Source records:
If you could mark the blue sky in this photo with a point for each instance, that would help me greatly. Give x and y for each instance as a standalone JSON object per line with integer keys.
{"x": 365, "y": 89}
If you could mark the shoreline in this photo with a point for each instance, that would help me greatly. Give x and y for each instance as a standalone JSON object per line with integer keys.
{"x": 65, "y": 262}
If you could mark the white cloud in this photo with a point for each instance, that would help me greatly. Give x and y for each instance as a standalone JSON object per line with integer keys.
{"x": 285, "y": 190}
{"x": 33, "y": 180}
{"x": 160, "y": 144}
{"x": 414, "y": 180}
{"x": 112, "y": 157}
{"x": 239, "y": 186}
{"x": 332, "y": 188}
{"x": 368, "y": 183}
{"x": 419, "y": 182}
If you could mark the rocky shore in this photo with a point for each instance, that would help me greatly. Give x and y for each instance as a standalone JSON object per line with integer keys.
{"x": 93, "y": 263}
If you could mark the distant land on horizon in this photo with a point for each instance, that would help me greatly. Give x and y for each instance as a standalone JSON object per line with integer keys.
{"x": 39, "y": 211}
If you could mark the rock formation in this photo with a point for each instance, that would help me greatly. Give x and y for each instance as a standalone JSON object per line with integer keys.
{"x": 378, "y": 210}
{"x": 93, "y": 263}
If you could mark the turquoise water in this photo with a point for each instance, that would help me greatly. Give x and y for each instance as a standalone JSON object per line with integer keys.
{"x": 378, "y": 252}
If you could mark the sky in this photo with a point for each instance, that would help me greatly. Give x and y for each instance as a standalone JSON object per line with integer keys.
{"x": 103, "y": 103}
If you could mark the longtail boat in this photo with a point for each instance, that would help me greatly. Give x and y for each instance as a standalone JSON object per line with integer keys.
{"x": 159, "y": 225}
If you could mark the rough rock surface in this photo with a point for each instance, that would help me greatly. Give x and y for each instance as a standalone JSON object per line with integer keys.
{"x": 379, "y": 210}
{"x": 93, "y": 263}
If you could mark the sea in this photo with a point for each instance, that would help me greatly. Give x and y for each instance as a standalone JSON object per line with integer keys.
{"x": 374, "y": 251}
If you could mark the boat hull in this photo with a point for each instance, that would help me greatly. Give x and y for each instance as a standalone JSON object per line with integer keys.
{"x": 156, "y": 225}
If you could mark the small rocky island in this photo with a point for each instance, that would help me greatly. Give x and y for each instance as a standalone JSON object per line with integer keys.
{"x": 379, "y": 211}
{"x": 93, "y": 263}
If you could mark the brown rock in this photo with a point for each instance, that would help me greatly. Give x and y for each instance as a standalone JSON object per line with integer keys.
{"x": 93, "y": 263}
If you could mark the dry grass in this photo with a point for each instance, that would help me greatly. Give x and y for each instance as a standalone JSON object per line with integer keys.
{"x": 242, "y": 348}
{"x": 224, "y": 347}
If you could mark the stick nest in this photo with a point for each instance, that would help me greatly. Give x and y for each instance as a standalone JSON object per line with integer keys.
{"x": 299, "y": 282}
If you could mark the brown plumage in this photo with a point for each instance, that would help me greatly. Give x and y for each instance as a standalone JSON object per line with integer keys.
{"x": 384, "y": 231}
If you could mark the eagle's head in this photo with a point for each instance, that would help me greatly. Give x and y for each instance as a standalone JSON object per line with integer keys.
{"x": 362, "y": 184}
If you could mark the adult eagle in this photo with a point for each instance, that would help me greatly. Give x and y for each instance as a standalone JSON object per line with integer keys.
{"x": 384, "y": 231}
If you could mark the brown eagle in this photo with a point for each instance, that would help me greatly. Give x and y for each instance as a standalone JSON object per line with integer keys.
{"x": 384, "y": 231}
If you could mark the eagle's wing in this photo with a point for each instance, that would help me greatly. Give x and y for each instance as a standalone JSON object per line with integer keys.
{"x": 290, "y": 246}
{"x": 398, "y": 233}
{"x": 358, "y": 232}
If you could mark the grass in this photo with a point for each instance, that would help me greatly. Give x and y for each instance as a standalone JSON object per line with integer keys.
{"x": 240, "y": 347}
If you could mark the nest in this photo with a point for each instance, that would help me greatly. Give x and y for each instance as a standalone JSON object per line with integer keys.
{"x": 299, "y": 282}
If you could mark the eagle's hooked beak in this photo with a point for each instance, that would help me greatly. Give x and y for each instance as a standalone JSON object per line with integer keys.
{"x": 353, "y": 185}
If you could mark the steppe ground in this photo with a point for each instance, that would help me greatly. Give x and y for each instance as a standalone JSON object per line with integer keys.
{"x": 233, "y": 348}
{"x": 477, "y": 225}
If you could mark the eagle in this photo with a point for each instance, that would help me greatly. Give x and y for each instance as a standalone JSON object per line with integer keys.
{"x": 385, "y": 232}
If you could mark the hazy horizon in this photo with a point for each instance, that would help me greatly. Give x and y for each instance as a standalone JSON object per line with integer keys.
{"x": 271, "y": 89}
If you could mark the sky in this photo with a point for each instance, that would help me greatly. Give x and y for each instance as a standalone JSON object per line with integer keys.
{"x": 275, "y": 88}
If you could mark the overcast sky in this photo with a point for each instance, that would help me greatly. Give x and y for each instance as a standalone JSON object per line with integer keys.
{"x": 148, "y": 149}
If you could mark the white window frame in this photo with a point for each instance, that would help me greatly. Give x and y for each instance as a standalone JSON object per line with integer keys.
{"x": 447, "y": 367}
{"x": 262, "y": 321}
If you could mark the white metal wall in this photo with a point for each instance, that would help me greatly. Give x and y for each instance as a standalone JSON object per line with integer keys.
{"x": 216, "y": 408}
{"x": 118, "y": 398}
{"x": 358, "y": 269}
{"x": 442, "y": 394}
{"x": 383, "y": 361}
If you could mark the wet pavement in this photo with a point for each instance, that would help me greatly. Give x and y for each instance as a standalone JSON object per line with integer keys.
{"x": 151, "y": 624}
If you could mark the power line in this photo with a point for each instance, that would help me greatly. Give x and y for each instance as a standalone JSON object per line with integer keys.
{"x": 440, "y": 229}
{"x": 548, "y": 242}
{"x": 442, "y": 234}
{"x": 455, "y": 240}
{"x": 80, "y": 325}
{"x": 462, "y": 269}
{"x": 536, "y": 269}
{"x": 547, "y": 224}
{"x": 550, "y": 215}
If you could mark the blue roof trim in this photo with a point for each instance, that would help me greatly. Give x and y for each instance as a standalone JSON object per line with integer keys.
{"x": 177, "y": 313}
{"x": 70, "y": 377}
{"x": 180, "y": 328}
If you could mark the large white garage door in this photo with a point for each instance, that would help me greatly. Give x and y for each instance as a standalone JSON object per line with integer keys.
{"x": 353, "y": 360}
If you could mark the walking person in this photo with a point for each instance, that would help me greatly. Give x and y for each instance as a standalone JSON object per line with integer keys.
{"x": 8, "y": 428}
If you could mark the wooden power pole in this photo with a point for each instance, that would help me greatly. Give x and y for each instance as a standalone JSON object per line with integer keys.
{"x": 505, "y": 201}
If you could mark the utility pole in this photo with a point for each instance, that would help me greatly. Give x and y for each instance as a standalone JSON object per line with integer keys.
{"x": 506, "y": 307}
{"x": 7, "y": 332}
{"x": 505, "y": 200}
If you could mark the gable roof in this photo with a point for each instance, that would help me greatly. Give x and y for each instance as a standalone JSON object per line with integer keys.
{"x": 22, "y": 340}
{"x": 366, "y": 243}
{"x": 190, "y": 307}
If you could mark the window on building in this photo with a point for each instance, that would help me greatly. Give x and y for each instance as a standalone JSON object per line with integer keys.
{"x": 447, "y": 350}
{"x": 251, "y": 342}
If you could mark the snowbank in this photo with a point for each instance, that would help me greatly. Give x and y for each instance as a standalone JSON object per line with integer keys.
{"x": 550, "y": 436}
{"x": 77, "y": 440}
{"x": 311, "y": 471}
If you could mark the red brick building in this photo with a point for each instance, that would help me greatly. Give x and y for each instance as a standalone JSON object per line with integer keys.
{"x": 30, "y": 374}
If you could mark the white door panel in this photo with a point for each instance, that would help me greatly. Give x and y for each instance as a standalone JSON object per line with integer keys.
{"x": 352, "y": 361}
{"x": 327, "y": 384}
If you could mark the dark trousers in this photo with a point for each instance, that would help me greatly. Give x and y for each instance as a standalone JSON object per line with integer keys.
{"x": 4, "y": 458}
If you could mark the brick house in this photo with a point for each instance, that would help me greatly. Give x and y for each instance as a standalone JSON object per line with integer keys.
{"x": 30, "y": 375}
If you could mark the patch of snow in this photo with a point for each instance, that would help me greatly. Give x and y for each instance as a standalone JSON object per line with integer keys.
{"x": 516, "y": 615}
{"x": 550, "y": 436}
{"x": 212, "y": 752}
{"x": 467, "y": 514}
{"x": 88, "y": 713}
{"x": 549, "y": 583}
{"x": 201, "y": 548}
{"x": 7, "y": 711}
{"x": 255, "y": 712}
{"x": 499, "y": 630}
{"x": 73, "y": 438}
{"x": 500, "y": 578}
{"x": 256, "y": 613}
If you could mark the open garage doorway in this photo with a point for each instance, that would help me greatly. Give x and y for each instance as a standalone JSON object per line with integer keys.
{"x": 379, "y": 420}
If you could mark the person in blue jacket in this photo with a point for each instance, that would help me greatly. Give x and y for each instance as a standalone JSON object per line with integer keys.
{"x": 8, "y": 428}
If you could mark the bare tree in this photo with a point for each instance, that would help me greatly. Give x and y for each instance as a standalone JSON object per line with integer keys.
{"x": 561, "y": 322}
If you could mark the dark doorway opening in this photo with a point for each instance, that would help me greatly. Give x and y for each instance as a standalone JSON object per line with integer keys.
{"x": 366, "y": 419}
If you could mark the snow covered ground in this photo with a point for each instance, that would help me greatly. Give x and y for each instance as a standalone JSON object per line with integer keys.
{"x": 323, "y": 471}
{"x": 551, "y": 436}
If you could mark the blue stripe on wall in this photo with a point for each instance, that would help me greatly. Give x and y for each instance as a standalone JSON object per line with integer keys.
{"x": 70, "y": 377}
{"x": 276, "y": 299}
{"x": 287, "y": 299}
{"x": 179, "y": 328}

(Task statement) Print exactly the lines above, starting at the line that contains "If you could mark the blue stripe" and ending with the last line of the records, both included.

(Solution to the exercise)
If you could mark the blue stripe on wall in this photo with a point for each instance, that would help me greatly. Give x and y for each instance as a standalone JSON object per line with integer keys.
{"x": 70, "y": 377}
{"x": 276, "y": 299}
{"x": 287, "y": 299}
{"x": 179, "y": 328}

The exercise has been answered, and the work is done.